TEXT:
BEGIN

Researchers Describe Selection Of Rare Cells
Biotech audiences will be interested in the recent report article for another reason. It not only describes the availability of progenitor cells for testing compounds that might induce them to replace damaged brain tissue endogenously, but it also provides a novel method for selecting and purifying potentially valuable but rare cells. "That was really the technical advance of this paper," Goldman said.
Last year, the researchers published an article in Nature Biotechnology describing the purification of neuroprogenitor cells from fetal rat and chick brain. This work established the technique but did not solve all the problems that had to be overcome before the technique could be applied to humans. "The problem with this kind of work, ever since we first looked at the canary brain, has been that we can look at these cells in histologic sections, and we can look at them in tissue cultures, but there has never been a means of purifying the progenitor or stem cell from the adult brain," Goldman recalled.
He explained that although hematologists have been purifying bone marrow stem cells for years, they were able to use specific markers on the surfaces of the cells to help them identify and purify the cells they wanted. This allowed them to use a technique called fluorescence-activated cell sorting to purify the cells. "Neurobiologists and neurologists," Goldman said, "have not had that luxury because there were no known surface markers that were absolutely specific for neural stem cells." So Goldman and his colleagues decided to use two cytoplasmic filament proteins, nestin and Talpha1 tubulin. Although they are not exposed on the cell surface, these proteins were known to be expressed selectively by neuronal progenitor cells.

END

ASSIGNMENT: Could you resume the article on purifying rare neural progenitor cells, starting right after its last sentence? You won't need any of the entries here.

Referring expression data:
BEGIN

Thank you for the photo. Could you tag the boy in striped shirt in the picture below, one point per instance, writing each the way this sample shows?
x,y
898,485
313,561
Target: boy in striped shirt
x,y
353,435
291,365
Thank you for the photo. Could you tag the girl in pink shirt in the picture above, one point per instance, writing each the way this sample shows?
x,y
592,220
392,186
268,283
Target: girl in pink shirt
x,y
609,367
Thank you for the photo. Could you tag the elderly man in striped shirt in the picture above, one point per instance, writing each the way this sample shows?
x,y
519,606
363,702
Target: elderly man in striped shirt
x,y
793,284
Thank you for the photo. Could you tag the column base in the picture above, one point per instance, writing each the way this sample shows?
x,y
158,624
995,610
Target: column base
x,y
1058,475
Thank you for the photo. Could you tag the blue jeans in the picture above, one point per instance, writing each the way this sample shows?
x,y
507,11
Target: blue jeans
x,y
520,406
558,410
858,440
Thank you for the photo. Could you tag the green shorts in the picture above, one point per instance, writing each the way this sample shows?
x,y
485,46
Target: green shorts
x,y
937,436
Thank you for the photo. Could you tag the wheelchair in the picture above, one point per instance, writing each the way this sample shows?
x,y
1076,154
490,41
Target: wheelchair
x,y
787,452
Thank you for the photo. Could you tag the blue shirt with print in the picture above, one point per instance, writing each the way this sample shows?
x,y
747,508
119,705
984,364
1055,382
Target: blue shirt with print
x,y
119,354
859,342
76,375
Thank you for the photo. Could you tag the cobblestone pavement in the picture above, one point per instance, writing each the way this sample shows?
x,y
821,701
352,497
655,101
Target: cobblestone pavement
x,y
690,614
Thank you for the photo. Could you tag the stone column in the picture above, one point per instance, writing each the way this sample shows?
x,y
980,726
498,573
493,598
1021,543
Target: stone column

END

SOLVED PROBLEM:
Finding One Green Light In 10,000
The scientists used the genes for those proteins and promoters (DNA sequences that encourage gene expression) to construct synthetic transgenes that also contained the promoter driving humanized green fluorescent protein (hGFP), a marker that literally lights up under the microscope when the gene it is associated with is expressed. They then transfected hippocampal brain cells with the transgenes. The human brain cells were obtained from eight male patients aged 5 to 63 who underwent surgery to correct neurological problems. After waiting a day or two for the transfected cDNAs to express themselves in the appropriate target cells, the progenitor cells within the larger population lighted up.
"It is very nifty to look down on the [microscope] field of 10,000 otherwise homogenous cells that look identical to one another and see the [one] progenitor in that 10,000 light up green," Goldman said. The cell cultures were then broken up and the cells passed through the fluorescence-activated cell sorter. The cell sorter produced a purified progenitor cell population.
"The Nature Medicine paper," Goldman told BioWorld Today," was largely concerned with proving that the cells that we thereby isolated then went ahead and continued to divide and make new, functional neurons. In other words, proof that we had actually purified the progenitor cell using that approach." In his view, the technical advance was the use of the promoter driven hGFP as a substrate for fluorescence activated cell sorting.
"That approach from the biotech standpoint," Goldman added, "is of interest because one can essentially select or specify a cell type one wants to harvest whatever its abundance."